» YOUR INSTRUCTIONS:
Exactly repeat the line that contains "The component shall locate the man with orange", then every line after it up to and including the final line.

» STORED ROWS:
** Begin **

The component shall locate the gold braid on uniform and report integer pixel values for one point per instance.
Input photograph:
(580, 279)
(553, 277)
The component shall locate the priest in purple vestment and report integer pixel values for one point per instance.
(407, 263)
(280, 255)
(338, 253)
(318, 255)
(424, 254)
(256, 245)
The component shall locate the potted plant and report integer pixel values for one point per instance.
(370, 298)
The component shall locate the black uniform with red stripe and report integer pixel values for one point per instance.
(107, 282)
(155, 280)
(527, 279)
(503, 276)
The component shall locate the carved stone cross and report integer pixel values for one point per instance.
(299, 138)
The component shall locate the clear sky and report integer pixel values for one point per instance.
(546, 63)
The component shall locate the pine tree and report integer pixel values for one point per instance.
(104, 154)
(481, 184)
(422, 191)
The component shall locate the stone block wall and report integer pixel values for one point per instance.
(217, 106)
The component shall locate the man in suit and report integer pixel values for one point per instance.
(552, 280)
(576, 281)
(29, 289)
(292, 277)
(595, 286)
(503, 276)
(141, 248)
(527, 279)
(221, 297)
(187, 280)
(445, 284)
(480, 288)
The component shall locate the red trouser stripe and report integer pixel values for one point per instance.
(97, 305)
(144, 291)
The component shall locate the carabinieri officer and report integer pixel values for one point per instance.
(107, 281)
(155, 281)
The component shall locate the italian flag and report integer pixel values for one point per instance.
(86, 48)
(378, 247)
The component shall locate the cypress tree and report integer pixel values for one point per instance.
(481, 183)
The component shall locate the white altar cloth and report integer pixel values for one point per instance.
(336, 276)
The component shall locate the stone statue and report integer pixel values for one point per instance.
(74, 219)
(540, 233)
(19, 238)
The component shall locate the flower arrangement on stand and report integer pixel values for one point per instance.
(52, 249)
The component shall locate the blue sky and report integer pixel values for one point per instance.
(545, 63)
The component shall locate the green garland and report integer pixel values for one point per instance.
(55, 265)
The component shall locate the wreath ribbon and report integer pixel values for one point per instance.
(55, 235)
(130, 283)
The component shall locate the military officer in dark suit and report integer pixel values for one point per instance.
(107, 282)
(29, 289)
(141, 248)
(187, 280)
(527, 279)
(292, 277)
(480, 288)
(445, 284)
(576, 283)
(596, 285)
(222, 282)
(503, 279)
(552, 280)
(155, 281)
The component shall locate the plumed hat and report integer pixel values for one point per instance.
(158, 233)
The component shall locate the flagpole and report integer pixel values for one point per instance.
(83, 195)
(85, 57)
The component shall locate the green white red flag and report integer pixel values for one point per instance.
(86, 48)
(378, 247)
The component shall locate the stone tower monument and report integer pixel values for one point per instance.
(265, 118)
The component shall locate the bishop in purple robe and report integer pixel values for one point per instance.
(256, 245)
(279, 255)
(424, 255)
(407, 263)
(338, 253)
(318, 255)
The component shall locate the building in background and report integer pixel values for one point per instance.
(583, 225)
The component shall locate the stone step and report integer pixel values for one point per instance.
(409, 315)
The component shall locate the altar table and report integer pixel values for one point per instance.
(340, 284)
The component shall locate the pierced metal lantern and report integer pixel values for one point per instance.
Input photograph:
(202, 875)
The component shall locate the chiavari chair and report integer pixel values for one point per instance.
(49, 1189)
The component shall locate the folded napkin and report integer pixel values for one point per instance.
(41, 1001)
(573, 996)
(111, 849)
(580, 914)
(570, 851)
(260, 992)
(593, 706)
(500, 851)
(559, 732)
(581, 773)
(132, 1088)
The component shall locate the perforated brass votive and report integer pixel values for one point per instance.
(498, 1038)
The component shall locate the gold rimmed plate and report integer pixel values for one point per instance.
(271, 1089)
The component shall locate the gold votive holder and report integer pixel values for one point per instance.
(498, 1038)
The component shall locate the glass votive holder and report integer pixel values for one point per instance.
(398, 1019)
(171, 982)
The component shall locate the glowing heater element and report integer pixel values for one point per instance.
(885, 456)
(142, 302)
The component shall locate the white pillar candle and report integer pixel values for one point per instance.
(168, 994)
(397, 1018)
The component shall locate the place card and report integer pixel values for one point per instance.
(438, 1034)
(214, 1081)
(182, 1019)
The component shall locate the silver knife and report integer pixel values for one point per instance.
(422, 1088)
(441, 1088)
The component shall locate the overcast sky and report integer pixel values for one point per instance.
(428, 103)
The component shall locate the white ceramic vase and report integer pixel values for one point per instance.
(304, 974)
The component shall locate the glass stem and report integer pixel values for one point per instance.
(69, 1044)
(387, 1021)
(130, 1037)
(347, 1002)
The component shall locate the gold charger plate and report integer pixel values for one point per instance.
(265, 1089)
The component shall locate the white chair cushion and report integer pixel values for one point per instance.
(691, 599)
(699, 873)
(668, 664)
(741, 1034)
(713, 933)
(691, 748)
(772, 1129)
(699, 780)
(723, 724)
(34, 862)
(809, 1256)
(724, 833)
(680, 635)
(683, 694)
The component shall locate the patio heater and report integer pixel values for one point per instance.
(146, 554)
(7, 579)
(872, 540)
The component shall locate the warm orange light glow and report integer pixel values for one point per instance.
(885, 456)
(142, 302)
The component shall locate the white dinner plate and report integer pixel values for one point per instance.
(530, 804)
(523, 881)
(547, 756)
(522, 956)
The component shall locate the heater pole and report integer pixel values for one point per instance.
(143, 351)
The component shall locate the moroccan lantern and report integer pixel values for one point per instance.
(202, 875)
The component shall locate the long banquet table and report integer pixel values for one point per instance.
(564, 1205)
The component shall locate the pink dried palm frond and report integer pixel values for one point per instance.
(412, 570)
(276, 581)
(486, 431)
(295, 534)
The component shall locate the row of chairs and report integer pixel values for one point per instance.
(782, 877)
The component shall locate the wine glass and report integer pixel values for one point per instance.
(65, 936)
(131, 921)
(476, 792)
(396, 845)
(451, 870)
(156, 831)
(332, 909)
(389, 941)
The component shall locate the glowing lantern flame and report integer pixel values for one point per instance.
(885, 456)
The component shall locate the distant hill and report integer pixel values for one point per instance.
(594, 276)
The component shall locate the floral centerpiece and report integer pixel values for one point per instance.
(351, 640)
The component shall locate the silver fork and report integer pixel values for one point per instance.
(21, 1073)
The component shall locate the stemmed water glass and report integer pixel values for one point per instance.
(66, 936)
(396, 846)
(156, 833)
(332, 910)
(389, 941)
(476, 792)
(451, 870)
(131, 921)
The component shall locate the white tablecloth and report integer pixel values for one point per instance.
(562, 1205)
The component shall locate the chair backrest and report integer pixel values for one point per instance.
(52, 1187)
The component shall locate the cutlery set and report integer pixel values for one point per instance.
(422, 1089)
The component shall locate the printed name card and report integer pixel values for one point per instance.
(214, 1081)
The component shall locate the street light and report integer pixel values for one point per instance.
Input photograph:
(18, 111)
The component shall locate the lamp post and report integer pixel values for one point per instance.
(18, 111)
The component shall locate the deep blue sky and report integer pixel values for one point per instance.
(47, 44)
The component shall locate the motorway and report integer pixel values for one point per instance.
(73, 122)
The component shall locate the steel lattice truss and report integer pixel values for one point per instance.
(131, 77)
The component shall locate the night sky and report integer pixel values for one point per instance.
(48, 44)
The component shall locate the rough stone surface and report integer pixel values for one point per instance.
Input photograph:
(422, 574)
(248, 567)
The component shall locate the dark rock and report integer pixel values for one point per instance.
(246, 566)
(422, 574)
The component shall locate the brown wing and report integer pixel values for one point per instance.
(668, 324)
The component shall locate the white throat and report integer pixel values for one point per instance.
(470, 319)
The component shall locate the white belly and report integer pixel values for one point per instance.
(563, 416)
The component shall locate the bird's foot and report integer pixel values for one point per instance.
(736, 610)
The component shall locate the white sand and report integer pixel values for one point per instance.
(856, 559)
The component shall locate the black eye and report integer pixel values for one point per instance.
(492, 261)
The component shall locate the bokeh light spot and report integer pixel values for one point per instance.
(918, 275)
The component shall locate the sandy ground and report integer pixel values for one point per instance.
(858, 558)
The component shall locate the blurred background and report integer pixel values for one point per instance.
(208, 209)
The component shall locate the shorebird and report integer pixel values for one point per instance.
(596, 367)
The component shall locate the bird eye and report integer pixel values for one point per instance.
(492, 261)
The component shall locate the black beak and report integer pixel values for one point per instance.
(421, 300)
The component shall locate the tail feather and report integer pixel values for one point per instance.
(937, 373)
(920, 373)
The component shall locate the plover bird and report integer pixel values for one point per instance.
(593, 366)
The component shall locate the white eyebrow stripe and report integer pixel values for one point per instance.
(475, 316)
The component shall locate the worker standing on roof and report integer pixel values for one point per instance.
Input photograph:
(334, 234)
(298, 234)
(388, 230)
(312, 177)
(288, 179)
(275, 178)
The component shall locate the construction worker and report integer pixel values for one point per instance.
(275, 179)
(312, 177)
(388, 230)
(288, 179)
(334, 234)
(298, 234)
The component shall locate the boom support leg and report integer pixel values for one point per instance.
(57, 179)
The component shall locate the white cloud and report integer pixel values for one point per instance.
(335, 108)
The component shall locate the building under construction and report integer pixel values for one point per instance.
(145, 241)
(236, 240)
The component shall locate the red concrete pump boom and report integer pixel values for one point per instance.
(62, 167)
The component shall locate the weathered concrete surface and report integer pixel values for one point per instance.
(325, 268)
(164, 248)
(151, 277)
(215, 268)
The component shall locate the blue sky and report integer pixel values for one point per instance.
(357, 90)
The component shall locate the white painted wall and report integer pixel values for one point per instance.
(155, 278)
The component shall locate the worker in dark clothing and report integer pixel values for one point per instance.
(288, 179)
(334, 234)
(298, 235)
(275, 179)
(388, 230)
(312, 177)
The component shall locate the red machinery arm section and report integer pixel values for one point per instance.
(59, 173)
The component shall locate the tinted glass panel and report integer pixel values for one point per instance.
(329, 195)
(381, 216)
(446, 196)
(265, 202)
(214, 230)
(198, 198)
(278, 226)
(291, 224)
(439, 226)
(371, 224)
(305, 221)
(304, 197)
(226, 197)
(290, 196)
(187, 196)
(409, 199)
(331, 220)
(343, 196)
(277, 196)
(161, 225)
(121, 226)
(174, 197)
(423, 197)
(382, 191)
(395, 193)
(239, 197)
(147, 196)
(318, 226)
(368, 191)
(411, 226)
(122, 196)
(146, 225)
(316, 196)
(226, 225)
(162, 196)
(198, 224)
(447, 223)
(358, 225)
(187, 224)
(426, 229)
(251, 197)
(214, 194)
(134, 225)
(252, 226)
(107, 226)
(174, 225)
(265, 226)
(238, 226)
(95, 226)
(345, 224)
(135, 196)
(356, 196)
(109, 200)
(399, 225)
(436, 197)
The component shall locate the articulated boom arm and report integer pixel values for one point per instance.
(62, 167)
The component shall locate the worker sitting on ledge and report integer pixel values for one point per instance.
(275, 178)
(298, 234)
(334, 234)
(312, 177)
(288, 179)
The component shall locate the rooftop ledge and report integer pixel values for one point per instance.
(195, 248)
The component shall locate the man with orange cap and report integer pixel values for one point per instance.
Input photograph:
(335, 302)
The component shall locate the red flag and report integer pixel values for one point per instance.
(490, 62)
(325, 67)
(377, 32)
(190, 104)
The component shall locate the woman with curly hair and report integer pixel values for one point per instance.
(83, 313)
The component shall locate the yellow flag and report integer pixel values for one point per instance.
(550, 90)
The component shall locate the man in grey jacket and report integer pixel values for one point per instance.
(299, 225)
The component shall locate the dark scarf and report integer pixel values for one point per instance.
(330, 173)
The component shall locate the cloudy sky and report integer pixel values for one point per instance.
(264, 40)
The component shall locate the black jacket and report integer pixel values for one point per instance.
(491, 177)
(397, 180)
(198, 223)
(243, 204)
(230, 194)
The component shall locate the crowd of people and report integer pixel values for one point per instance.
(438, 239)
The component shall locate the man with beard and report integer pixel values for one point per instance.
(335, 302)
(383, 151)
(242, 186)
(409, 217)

** End **

» COMPLETED TASK:
The component shall locate the man with orange cap and report integer pixel values for one point per instance.
Input photograph:
(335, 302)
The component shall locate the red flag and report integer pixel values for one point per instance.
(490, 62)
(325, 67)
(377, 32)
(190, 104)
The component shall locate the woman with curly hair and report integer pixel values for one point per instance.
(83, 313)
The component shall locate the yellow flag and report integer pixel values for one point per instance.
(550, 90)
The component shall locate the man in grey jacket and report integer pixel values for one point per instance.
(299, 225)
The component shall locate the dark scarf and report integer pixel values for one point per instance.
(330, 173)
The component shall locate the cloudy sky and report integer pixel values for one point per instance.
(264, 40)
The component shall locate the black jacket and report integer pixel values for one point per instance.
(491, 177)
(397, 180)
(198, 223)
(243, 204)
(230, 194)
The component shall locate the crowd of people and report integer pixel values for one point per instance.
(438, 239)
The component shall locate the man with beard and report integer pixel values for one point per instance.
(335, 302)
(383, 151)
(242, 186)
(409, 217)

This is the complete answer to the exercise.